• **Work instructions**
According to the report on the White House infrastructure meeting, why did Transportation Secretary Pete Buttigieg attend virtually?

• **Supplied passage**
Biden said he “could think of no better group of people” than the senators at the meeting to begin conversations about how to move forward with bipartisan infrastructure legislation.
Biden noted infrastructure hasn’t been a bipartisan issue, saying, “There are not many Republican or Democratic roads and bridges.”
Transportation Secretary Pete Buttigieg also joined the Oval Office meeting virtually. Buttigieg is quarantining after a member of his security detail tested positive for Covid-19.
Democratic Sen. Tom Carper of Delaware and Republican Sen. Shelley Moore Capito of West Virginia, the chairman and top Republican on the Environment and Public Works Committee, respectively, were present at the meeting.
Also attending were Republican Sen. Jim Inhofe of Oklahoma, who serves on the Environment and Public Works Committee, and Democratic Sen. Ben Cardin of Maryland, chairman of the Small Business and Entrepreneurship Committee.
Biden also said he was on the phone with Chinese President Xi Jinping for “two straight hours” on Wednesday, and said: “If we don’t get moving, they’re going to eat our lunch.”
He said China was investing billions of dollars in transportation and the environment, among other issues.
“We just have to step up,” Biden said.
The President sees a sweeping infrastructure package as a central legislative priority for his first year in office and critical to his economic recovery plan, CNN has reported. The plan could be an area to work with Republicans, with infrastructure widely seen as the most likely area where the two parties could strike a deal.
Biden has also tied rebuilding America’s infrastructure to his climate plan, which is another top priority of his administration. He has spoken about how he plans to create jobs and rebuild crumbling roads and bridges while turning the country toward electric vehicles and reducing energy consumption.
The President was also expected to discuss his coronavirus relief package with the senators.
Biden has proposed a $1.9 trillion relief package that includes $1,400 stimulus checks, more aid for the unemployed, the hungry and those facing eviction, additional support for small businesses, state and local governments and increased funding for vaccinations and testing.
Both chambers of Congress last week passed a budget resolution that sets the stage for Democrats to be able to use a process known as budget reconciliation to pass Biden’s sweeping Covid-19 relief bill on a party-line vote.
The President has said he is willing to go forward without the support of Republicans, but has said he’s willing to make certain concessions if the package will earn bipartisan support.
A bipartisan deal is his preference, the President has said, but he has stressed the need to pass immediate and substantial relief to address the pandemic and economic crisis gripping the nation.

• **Localization data with one point per instance**
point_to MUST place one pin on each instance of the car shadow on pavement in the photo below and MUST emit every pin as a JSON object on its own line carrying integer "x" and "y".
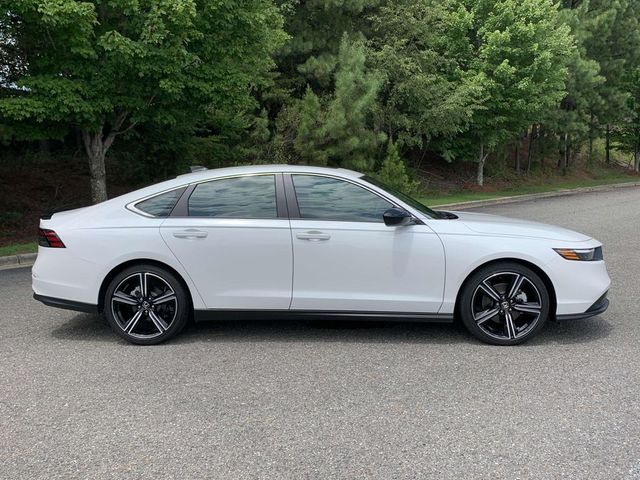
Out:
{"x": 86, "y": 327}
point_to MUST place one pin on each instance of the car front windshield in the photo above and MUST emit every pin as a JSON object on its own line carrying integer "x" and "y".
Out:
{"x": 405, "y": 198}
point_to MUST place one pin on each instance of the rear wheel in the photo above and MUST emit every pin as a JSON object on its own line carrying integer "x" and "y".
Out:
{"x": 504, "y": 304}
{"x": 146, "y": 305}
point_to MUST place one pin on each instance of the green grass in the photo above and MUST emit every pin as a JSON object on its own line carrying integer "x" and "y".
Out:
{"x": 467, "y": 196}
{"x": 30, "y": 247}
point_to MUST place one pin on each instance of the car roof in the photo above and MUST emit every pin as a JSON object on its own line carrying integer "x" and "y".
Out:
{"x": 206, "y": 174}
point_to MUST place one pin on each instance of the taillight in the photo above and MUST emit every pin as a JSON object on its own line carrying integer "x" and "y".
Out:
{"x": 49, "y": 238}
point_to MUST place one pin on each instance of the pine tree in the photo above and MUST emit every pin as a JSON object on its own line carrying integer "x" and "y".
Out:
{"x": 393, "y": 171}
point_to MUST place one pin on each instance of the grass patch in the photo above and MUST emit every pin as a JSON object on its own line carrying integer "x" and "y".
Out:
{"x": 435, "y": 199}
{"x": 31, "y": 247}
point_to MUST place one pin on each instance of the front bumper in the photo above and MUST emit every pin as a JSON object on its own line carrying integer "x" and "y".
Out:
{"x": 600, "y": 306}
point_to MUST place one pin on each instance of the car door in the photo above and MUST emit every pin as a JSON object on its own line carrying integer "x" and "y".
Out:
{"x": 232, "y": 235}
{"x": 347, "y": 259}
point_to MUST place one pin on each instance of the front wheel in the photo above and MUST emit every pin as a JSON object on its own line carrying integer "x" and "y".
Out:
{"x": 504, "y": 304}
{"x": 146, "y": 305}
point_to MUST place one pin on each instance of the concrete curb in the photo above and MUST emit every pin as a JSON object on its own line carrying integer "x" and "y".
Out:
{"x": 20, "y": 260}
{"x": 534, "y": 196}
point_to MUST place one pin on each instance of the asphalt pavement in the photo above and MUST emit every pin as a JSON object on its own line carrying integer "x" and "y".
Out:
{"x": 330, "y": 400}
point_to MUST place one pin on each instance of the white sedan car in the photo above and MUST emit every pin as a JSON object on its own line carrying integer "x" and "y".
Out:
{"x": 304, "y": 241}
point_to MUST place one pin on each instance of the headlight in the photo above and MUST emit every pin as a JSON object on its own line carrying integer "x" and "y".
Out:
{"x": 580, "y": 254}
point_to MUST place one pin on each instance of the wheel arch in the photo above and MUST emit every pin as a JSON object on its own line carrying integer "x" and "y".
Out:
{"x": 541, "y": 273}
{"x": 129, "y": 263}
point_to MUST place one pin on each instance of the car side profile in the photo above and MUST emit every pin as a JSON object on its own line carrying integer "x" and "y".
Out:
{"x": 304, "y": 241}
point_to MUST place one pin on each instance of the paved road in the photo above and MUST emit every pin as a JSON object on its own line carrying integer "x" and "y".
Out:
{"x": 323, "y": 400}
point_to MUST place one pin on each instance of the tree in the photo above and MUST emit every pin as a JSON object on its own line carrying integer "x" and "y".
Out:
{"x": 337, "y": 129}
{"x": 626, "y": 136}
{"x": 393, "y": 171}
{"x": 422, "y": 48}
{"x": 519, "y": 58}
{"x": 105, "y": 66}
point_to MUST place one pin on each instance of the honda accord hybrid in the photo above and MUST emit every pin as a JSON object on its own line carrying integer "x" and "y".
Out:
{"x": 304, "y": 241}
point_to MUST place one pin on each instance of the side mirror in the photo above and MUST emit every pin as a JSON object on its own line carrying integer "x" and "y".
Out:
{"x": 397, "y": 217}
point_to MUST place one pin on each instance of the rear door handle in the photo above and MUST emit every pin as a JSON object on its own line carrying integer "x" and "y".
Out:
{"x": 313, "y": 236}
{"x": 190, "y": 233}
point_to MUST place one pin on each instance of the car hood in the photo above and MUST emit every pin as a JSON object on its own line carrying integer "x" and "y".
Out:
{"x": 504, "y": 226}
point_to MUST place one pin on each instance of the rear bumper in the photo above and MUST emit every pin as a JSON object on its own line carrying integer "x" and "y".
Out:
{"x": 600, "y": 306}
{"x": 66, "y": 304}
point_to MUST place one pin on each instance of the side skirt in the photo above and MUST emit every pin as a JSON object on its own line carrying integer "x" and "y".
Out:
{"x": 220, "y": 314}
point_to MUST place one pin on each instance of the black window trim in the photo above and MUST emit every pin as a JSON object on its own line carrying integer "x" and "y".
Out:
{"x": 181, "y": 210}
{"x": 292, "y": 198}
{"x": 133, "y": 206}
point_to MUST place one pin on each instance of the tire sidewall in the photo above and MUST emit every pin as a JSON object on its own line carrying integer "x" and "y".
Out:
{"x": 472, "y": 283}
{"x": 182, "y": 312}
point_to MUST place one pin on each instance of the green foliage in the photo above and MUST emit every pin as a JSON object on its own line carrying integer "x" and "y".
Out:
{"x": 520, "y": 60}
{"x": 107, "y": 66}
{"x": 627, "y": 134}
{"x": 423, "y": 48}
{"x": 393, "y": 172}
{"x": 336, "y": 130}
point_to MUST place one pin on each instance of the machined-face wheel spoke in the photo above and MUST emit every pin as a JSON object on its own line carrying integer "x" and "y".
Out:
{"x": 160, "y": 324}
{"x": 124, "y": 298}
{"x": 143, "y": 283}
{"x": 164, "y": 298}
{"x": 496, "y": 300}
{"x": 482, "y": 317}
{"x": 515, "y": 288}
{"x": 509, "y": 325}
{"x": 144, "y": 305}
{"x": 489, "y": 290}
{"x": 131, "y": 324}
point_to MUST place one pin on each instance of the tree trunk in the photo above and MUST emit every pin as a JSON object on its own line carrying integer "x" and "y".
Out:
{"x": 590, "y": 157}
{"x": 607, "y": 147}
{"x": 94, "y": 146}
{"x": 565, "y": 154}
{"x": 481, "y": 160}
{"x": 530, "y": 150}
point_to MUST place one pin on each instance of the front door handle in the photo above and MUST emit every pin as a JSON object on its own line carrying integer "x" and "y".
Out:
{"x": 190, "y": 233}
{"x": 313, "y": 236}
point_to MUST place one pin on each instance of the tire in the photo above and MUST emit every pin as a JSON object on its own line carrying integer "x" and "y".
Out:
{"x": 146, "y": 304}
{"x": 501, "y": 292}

• **Solution**
He was quarantining after a member of his security detail tested positive for Covid-19.